(Beginning of Text block)

The powerBBK package considers three leading data-generating processes.
-
Case 1. Linear model: \(y_{it} = y_{it}^*.\)
-
Case 2. Binary choice model: \(y_{it} = 1 \text { if } y_{it}^* \ge 0\), and 0 otherwise.
-
Case 3. Model with censoring from below at a: \(y_{it} = \max (a,y_{it}^*),\)
where the observable outcome variable \(y_{it}\) may differ from \(y_{it}^*\) according to the case considered. With this parameterization we can generate samples for different sequences \(\{d_{it}:t=1,\ldots ,T\}\) given values of \((\beta _0,\varvec{\beta }_1)\) and \((F_\mu , F_{\epsilon |\mathbf {d}})\). Identification of \((\beta _0,\varvec{\beta }_1)\) requires some minimal restrictions on the functions \((F_\mu , F_{\epsilon |\mathbf {d}})\). Mean independence with the treatment indicator is sufficient for the linear model (Case 1). Independence between \(\epsilon _{it}\) is typically assumed for Cases 2 and 3. Note that Cases 1 and 3 allow the variance of \(\epsilon _{it}\) to differ between control and treatment conditions. The user can specify any distribution available in STATA for \(F_{\epsilon |\mathbf {d}}\) for Case 1. The package implements Case 2 as either a probit or logit model, thus setting \(F_\epsilon\) to the standard normal or logistic distribution, respectively. The package implements Case 3 by setting \(F_{\epsilon |\mathbf {d}}\) to a mean zero normal distribution with variance \(\sigma ^2_{\epsilon ,\mathbf {d}}\), the familiar tobit model. The distribution \(F_\mu\) is always assumed to be the normal distribution with a user-specified standard deviation, as most panel data models rely on this assumption in the estimation procedure.
The data-generating process described above is relatively flexible in terms of the type of outcome distributions it can capture. This is especially true for Case 1. The package currently does not support other discrete outcomes, notably multinomial choices or ordered responses. The powerBBK is free and open-source, allowing users to extend the package to suit their needs.

(End of Text block)
(Beginning of Record set)

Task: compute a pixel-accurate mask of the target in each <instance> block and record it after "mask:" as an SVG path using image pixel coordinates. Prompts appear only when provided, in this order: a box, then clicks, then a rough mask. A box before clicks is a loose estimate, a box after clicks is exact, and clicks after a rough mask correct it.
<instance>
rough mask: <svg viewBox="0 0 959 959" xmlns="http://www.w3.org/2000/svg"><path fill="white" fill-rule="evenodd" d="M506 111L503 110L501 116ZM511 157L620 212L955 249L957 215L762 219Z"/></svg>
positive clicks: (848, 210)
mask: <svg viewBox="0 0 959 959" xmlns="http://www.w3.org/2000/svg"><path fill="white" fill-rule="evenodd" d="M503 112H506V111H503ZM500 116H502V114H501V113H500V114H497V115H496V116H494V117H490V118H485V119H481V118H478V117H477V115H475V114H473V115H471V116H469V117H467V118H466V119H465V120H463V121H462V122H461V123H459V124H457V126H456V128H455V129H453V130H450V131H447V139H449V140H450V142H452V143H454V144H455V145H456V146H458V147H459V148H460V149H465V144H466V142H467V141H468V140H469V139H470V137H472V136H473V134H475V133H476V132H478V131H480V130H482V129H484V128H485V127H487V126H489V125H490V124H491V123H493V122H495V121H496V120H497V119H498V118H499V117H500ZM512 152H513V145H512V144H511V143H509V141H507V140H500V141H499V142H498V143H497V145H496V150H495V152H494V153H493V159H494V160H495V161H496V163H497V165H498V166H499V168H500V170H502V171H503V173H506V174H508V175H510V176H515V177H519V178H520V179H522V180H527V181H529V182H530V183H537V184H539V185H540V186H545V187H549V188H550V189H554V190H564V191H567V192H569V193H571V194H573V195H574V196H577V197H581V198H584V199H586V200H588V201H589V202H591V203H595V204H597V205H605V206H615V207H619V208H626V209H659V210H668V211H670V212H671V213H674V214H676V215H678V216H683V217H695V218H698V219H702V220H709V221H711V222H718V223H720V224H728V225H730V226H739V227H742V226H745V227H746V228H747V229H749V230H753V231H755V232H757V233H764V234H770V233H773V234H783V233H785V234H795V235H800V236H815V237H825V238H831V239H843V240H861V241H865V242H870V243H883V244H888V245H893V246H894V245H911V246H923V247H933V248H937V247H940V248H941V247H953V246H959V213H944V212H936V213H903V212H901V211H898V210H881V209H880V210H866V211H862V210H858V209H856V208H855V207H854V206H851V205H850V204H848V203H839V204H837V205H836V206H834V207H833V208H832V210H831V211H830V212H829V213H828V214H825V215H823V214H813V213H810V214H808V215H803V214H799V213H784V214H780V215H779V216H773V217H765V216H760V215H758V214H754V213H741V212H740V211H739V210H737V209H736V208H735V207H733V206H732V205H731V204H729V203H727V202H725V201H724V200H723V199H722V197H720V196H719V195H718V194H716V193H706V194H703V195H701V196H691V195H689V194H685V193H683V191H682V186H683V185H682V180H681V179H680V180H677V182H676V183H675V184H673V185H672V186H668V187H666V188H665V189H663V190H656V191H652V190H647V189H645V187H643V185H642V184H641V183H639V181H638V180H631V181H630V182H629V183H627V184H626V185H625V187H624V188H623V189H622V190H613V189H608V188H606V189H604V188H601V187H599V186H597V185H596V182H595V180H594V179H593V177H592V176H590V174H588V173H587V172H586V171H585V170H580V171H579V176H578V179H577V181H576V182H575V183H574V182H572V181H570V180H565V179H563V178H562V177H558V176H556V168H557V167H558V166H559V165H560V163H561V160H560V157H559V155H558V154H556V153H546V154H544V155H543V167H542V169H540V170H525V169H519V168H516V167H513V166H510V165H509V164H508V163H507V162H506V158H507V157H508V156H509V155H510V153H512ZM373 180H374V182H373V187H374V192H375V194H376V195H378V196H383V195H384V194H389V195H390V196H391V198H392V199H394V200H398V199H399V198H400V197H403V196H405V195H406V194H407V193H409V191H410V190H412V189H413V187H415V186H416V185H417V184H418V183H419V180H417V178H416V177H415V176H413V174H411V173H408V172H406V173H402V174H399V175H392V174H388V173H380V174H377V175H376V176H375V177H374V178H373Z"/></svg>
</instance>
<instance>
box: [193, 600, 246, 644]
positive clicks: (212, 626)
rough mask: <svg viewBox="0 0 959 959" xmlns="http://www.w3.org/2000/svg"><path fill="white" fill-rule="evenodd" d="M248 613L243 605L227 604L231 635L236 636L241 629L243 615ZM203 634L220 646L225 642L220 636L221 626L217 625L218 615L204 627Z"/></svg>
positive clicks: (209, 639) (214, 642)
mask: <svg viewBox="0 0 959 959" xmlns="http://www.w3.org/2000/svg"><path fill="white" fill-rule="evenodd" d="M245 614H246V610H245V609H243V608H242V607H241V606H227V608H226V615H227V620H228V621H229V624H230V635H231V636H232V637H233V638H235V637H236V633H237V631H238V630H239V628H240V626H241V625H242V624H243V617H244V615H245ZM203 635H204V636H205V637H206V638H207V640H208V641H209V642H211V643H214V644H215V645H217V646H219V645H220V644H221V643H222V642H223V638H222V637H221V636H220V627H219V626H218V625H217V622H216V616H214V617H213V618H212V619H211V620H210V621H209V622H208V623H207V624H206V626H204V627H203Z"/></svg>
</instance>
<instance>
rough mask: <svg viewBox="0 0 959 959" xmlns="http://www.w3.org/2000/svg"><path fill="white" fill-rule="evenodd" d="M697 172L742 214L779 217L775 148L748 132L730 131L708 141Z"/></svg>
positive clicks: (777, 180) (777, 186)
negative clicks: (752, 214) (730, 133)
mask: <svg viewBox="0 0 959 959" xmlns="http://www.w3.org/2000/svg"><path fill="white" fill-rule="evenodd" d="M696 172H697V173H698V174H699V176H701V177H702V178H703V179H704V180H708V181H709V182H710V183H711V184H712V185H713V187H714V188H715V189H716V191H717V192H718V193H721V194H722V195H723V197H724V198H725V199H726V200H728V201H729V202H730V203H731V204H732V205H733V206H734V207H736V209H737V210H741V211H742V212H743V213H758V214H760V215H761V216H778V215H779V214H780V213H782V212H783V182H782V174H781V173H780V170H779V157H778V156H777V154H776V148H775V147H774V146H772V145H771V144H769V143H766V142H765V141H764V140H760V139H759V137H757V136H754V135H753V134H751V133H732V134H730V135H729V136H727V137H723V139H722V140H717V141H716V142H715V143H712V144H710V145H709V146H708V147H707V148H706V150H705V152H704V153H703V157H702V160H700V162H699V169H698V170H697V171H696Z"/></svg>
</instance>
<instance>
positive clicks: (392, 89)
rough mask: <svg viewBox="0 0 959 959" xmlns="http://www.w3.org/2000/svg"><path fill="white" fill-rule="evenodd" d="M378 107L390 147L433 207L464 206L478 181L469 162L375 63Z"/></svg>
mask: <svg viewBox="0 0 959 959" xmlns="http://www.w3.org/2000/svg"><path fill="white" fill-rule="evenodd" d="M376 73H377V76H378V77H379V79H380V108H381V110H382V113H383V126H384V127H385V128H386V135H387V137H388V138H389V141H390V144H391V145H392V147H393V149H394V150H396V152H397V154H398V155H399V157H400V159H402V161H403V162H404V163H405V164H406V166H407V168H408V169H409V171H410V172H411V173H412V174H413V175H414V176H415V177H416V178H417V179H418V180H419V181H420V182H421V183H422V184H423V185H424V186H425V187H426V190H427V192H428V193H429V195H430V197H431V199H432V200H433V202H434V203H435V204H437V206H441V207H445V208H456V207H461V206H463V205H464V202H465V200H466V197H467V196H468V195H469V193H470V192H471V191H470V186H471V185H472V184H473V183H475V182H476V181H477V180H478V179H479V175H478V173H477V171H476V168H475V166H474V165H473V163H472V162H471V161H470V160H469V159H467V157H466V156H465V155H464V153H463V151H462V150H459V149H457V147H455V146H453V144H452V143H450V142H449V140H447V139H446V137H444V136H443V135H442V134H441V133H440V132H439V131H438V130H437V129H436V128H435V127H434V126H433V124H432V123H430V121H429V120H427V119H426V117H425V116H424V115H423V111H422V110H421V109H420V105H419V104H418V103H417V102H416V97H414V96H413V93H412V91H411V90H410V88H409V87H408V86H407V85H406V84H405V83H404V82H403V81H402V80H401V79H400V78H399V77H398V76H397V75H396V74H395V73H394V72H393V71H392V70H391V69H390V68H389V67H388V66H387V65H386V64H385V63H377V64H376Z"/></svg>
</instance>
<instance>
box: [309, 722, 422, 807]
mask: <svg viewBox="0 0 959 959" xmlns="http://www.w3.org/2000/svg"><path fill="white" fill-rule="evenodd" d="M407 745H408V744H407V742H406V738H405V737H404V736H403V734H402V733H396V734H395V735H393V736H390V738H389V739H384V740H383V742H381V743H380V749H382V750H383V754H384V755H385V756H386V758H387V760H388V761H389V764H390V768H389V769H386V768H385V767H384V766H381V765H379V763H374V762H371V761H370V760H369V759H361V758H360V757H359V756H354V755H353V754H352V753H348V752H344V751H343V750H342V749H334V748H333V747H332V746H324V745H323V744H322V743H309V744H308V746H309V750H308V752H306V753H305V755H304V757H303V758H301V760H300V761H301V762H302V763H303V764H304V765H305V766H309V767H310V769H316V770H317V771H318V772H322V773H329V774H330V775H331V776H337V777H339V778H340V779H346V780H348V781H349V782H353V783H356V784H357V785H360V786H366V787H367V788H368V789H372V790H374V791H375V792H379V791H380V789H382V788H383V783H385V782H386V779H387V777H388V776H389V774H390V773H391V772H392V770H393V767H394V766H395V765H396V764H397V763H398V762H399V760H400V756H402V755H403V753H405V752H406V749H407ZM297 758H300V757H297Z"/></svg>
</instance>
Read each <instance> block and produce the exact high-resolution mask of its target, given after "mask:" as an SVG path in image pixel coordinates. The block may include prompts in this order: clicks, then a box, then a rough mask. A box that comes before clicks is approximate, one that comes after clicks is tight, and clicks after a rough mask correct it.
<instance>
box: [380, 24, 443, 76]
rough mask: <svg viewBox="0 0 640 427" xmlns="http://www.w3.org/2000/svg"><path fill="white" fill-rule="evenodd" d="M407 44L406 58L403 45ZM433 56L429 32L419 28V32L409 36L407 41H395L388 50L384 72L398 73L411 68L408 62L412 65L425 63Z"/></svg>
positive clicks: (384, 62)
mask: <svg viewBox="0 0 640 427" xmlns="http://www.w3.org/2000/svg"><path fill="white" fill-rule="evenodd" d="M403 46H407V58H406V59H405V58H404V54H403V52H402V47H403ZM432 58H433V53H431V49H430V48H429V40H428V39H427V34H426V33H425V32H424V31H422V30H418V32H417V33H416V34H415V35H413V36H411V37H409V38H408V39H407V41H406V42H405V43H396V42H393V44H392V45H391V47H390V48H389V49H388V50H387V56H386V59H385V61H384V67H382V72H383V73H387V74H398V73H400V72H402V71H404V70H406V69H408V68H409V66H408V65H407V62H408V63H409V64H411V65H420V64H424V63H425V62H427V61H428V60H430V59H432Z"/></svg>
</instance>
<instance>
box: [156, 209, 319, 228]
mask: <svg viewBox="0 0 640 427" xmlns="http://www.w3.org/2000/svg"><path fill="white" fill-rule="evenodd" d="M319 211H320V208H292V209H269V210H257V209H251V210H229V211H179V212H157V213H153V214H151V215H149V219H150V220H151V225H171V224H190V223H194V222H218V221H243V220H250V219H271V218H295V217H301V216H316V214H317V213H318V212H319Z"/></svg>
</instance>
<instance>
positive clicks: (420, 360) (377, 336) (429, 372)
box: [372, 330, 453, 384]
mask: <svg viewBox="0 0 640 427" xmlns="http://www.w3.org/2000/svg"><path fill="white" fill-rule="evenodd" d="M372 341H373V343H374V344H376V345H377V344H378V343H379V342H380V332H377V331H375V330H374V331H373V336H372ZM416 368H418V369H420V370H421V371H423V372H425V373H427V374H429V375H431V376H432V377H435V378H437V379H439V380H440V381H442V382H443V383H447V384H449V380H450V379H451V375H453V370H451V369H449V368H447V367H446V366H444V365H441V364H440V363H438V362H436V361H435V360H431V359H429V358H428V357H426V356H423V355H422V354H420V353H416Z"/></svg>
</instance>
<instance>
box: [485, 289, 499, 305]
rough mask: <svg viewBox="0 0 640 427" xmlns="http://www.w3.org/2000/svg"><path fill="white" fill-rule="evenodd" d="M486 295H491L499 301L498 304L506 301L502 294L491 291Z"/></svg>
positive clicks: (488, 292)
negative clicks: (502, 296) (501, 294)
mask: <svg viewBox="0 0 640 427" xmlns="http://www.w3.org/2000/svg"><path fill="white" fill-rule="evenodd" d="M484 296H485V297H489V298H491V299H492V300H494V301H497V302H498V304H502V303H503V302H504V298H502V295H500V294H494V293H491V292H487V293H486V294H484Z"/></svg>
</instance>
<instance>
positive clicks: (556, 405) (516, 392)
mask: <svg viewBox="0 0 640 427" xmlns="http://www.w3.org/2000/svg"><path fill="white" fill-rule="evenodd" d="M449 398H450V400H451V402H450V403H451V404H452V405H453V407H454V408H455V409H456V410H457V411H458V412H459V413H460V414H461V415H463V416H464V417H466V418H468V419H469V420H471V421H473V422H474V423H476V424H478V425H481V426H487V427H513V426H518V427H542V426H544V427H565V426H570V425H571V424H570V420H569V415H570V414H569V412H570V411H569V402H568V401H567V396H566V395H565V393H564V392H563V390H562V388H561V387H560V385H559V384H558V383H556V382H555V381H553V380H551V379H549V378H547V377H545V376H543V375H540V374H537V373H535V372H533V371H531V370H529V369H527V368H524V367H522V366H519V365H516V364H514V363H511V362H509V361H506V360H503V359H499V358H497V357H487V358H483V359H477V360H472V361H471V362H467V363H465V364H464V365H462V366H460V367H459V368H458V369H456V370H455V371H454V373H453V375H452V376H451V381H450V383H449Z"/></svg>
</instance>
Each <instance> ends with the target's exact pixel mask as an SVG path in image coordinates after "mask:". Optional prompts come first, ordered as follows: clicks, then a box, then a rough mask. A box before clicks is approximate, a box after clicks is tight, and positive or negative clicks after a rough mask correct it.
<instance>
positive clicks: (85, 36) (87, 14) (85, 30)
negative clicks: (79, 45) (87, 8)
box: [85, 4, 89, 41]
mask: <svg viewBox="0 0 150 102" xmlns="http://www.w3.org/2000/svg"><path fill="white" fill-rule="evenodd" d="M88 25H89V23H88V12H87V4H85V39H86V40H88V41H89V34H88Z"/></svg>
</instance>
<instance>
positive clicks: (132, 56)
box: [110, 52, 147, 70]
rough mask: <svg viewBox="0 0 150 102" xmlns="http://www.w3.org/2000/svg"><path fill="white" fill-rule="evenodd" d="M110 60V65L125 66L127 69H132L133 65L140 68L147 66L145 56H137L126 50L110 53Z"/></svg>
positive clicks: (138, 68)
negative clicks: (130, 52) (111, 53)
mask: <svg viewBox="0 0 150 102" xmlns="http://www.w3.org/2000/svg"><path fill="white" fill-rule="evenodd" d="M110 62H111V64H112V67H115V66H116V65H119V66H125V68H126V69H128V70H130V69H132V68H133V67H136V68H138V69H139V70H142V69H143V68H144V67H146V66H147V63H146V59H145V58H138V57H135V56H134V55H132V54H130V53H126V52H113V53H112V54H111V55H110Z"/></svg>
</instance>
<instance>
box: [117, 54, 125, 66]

(End of Record set)

**Problem:** According to the text on the powerBBK package, in which two forms does the package implement the binary choice model (Case 2)?

**Answer to this problem:** As either a probit or a logit model.